>> start Material provided

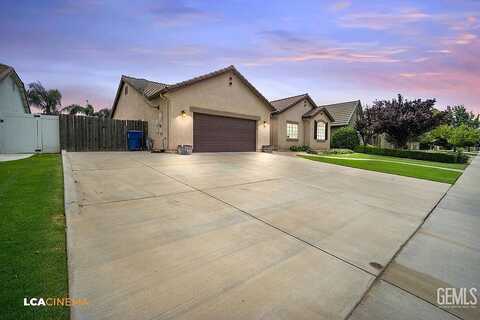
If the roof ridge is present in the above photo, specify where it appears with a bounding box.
[168,65,235,86]
[270,93,308,102]
[319,99,360,107]
[122,74,170,86]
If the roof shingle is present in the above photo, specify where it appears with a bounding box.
[270,93,308,113]
[320,100,360,126]
[0,63,31,113]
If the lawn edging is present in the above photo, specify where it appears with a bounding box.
[62,150,80,320]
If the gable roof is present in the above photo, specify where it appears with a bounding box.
[148,65,275,111]
[122,76,168,98]
[0,63,31,113]
[270,93,317,114]
[112,65,275,117]
[302,106,335,120]
[320,100,361,126]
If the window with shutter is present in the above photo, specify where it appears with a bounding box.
[287,122,298,139]
[316,121,327,140]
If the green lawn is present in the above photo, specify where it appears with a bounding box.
[300,153,466,184]
[320,153,468,170]
[0,155,69,320]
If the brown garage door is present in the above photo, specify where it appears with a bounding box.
[193,113,256,152]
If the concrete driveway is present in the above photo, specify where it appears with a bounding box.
[64,152,449,320]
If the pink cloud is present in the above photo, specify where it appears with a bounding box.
[330,0,352,11]
[339,9,433,30]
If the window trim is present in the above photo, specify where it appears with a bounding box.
[285,121,300,141]
[313,120,328,141]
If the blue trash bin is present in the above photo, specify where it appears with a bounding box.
[127,130,143,151]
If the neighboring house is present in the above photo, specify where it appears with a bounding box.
[270,94,334,150]
[320,100,362,135]
[0,64,30,114]
[0,64,60,153]
[112,66,274,152]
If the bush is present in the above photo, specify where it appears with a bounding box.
[322,149,353,154]
[354,146,468,163]
[290,145,310,152]
[332,127,360,150]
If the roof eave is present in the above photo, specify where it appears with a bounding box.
[149,65,277,112]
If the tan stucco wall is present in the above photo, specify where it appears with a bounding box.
[113,83,166,148]
[304,112,332,150]
[153,72,271,150]
[272,99,313,150]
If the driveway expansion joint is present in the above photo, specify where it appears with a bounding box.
[135,156,376,277]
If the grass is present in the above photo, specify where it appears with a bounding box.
[300,153,466,184]
[320,153,468,170]
[0,155,69,319]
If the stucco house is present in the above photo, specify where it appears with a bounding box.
[320,100,362,134]
[0,64,30,115]
[270,94,334,151]
[112,66,274,152]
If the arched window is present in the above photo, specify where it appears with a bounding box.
[314,121,328,140]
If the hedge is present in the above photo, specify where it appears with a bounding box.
[354,146,468,163]
[332,127,360,149]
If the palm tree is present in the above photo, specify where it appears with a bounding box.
[62,100,95,117]
[94,108,112,118]
[27,81,62,115]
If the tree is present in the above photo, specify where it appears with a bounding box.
[62,100,111,118]
[374,94,445,148]
[446,105,480,128]
[27,81,62,115]
[355,106,379,145]
[420,124,453,148]
[448,124,480,149]
[94,108,112,118]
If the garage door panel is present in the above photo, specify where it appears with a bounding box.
[193,113,256,152]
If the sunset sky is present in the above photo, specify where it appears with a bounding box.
[0,0,480,112]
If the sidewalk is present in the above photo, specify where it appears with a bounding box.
[350,156,480,320]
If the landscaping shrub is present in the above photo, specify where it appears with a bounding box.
[322,149,353,154]
[290,145,310,152]
[332,127,360,149]
[354,146,468,163]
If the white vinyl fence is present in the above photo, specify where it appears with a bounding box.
[0,113,60,153]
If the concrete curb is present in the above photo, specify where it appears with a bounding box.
[62,150,82,320]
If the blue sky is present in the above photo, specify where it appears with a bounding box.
[0,0,480,112]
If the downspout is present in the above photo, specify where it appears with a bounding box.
[158,93,170,150]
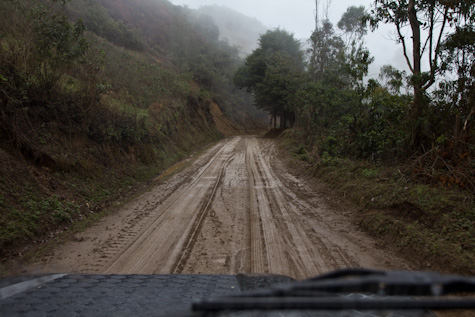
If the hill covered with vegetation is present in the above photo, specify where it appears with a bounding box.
[235,0,475,274]
[0,0,266,259]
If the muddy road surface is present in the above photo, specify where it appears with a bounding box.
[27,137,409,279]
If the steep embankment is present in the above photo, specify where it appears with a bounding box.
[0,0,268,261]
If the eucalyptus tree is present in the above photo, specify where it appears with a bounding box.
[234,29,304,128]
[368,0,475,149]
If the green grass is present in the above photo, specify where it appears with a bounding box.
[281,131,475,275]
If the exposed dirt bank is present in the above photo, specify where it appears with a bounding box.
[18,137,411,279]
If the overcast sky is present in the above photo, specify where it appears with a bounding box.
[170,0,407,77]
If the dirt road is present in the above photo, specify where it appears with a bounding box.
[24,137,408,279]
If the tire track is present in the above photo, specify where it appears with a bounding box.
[102,139,238,274]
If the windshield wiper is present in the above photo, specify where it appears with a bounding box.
[193,269,475,312]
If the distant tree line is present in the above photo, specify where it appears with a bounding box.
[234,0,475,190]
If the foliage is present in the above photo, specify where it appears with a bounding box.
[0,0,268,257]
[234,29,303,128]
[367,0,475,150]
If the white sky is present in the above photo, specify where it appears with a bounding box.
[170,0,407,77]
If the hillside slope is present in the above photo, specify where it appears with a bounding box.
[0,0,265,262]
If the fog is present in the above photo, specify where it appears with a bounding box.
[171,0,407,77]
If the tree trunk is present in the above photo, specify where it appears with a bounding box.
[408,0,424,149]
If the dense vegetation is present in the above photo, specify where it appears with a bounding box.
[238,0,475,274]
[238,1,475,192]
[0,0,265,259]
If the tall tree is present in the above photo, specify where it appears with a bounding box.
[368,0,474,148]
[234,29,304,128]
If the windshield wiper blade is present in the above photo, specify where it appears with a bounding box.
[193,269,475,311]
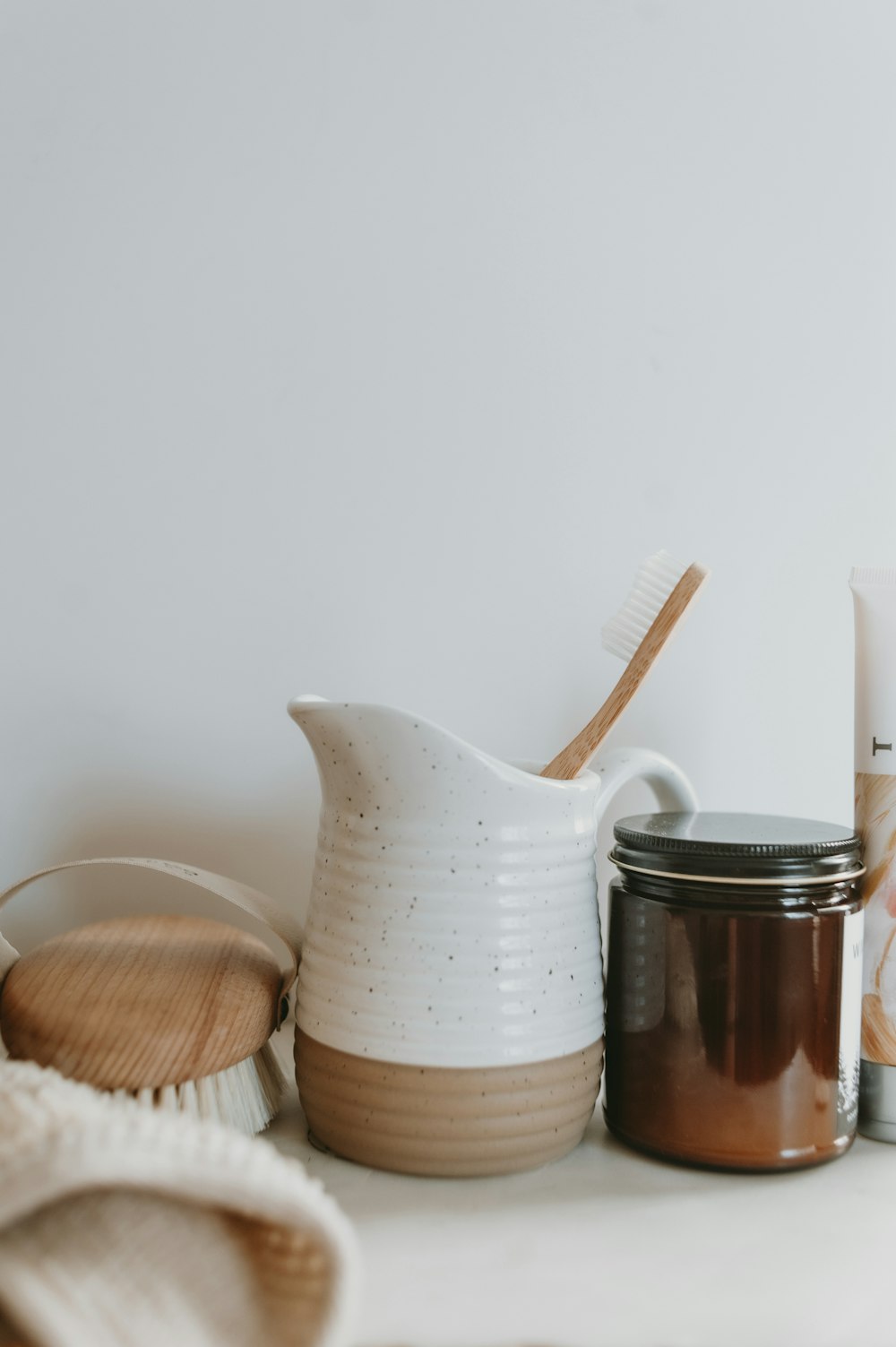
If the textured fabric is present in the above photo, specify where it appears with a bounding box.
[0,1061,357,1347]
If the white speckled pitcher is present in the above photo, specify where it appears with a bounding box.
[289,696,696,1175]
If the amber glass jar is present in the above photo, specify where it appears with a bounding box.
[604,814,862,1170]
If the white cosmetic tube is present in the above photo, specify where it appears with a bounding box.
[849,566,896,1141]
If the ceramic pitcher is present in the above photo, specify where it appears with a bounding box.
[289,696,696,1175]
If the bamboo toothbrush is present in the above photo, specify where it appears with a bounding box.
[542,552,709,781]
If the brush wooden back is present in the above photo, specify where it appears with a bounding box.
[0,916,283,1090]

>> end Material provided

### What you have to do:
Write out every entry again word for word, without any of the pictures.

### Result of this exercise:
If the roof ridge is present in the above photo, specify where it appears with a bounding box.
[168,65,235,86]
[270,93,308,102]
[319,99,360,107]
[122,74,170,86]
If the roof shingle is present in the above photo, specify where it appears with a bounding box.
[270,93,308,113]
[320,100,360,126]
[0,63,31,113]
If the lawn edging is present in the above photo, specify where it appears with a bounding box.
[62,150,80,320]
If the gable roof is present in the above photo, specify where it appears with a bounding box.
[148,65,275,111]
[122,76,168,98]
[0,63,31,113]
[270,93,317,114]
[112,65,275,117]
[302,106,335,120]
[320,100,361,126]
If the window with shutter is present in the above photo, specify where it appears with a bounding box.
[287,122,298,139]
[316,121,327,140]
If the green lawn is present in the above photo, specify where it appears with a bounding box.
[300,153,466,184]
[320,153,468,170]
[0,155,69,320]
If the brown garage door is present in the above photo, specify where it appears with a bounding box.
[193,113,256,152]
If the concrete driveway is present in the above photo, specify where it appears with a bounding box.
[64,152,449,320]
If the pink cloud is present in the above photo, specify where it appears with a bounding box.
[330,0,352,11]
[339,9,433,30]
If the window trim is present in the above photo, specify where it appears with a bounding box.
[285,121,300,141]
[313,120,328,141]
If the blue trash bin is present in the above photo, specify where it appears with a bounding box.
[127,130,143,151]
If the neighboring house is present in the above photo, specify where it appears with a bounding box.
[270,94,334,150]
[320,100,362,135]
[0,64,30,114]
[0,64,60,153]
[112,66,274,152]
If the bush is present in the above photo, specify where it appears with a bounding box.
[322,149,353,154]
[354,146,468,163]
[290,145,310,152]
[332,127,360,150]
If the roof eave is present in the above photo, specify where it appears with a bounding box.
[149,65,277,112]
If the tan stucco wall is present in the above photo, specify where it appears with a bounding box.
[113,83,166,148]
[304,112,332,150]
[153,72,271,150]
[272,99,313,150]
If the driveway expansion joint is present in the above photo, specify where it appears with a bounding box.
[135,156,376,277]
If the grass is present in the above photo, specify where it appears with a bounding box.
[300,153,466,184]
[320,153,468,170]
[0,155,69,319]
If the stucco house is present in the above photo, specify where it appears with a bounding box.
[320,100,362,134]
[0,64,30,115]
[270,94,334,151]
[112,66,274,152]
If the arched window is present in the above photo, specify where it appears with a bounding box.
[314,121,328,140]
If the hedge is present in the above photo, specify where it appears with a bounding box.
[354,146,468,163]
[332,127,360,149]
If the palm tree is present in the above photo, specify where it appears with a bounding box.
[62,100,95,117]
[94,108,112,118]
[27,81,62,115]
If the tree is present in the above photo, specify where it appears with a bounding box.
[62,100,111,118]
[374,94,445,148]
[446,105,480,128]
[27,81,62,115]
[355,106,379,145]
[420,124,453,148]
[448,124,480,149]
[94,108,112,118]
If the garage door panel is present in the above photo, specify where it appears with a bounding box.
[193,113,256,152]
If the sunset sky is present in the above photo, specify where it appears with a bounding box.
[0,0,480,112]
If the sidewalk is present in the above photo, specify where it appears with a bounding box.
[350,156,480,320]
If the landscaping shrub is present in the above photo, specify where it appears with a bounding box.
[322,149,353,154]
[290,145,310,152]
[332,127,360,149]
[354,146,468,163]
If the white vinyl fence is present in the above photo, specify where it appears with a bounding box.
[0,113,60,153]
If the concrete curb is present in the above photo, specify where it appears with a bounding box.
[62,150,82,320]
If the blue sky is present in the above photo, specify where it appears with a bounding box.
[0,0,480,112]
If the downspout is present in the above photo, specify where it appears with a bounding box.
[158,93,170,150]
If the hill covered with vegetation is present in the above photo, specify where it appears with a bounding box.
[235,0,475,274]
[0,0,266,259]
If the muddy road surface is present in the above photo, specify where it appears with a bounding box.
[27,137,409,279]
If the steep embankment is present in the above photo, specify where it appears with a bounding box.
[0,0,268,261]
If the eucalyptus tree is present in the above photo, specify where it appears with a bounding box.
[234,29,304,128]
[368,0,475,149]
If the green grass is present in the above photo, specify where it appears with a bounding box.
[281,131,475,275]
If the exposed dirt bank is present in the above photo, specify where it appears with a bounding box.
[18,137,411,279]
If the overcast sky is present in the above photo, specify where it appears with a bounding box.
[170,0,407,77]
If the dirt road is present in the above photo, specify where it appears with a bounding box.
[24,137,408,279]
If the tire track is present in the above photo, specify where it appears with a bounding box.
[102,139,238,274]
If the windshield wiper is present in the above photo, specify where it appears with a bounding box.
[193,269,475,312]
If the distant tree line is present in the above photo, specify where it appears with a bounding box.
[234,0,475,190]
If the foliage is present in the above photo, specify where it appears with a bounding box.
[0,0,268,257]
[234,29,303,128]
[367,0,475,150]
If the white sky is present in the above photo, specify where it appears with a bounding box.
[170,0,407,77]
If the hillside slope is present in the above photo, specify where it appears with a bounding box.
[0,0,265,262]
If the fog is present in the above photo, specify where it appears with a bounding box.
[171,0,407,77]
If the tree trunk is present in the above photo, specify where it appears with a bounding box.
[408,0,424,149]
If the dense vegetation is present in the above photo, specify where it appears with a bounding box.
[238,0,475,274]
[238,1,475,192]
[0,0,265,259]
If the tall tree is present in the above photo, specify where it appears with a bounding box.
[368,0,474,148]
[234,29,304,128]
If the windshield wiper blade is present in the above photo, specify where it appears with a bounding box.
[193,269,475,311]
If the textured fabric is present in the above photo, specify where it appears with a bounding box.
[0,1061,357,1347]
If the white speckled pitcher is present in the above photo, specify where it appears with a bounding box.
[289,696,696,1175]
If the amber glass jar is present in the above photo, specify where it appears with a bounding box.
[604,814,862,1170]
If the white cosmetic tube is present in the above photo, specify where it appears with a bounding box.
[849,566,896,1141]
If the ceramic pitcher is present in the above photo, specify where it appears with a bounding box.
[289,696,696,1175]
If the bamboo toothbrush is present in the above photo, specify where it appears with a bounding box.
[542,552,709,781]
If the brush wooden back is present in the above photo, specify where it appears with a bounding box.
[0,916,283,1090]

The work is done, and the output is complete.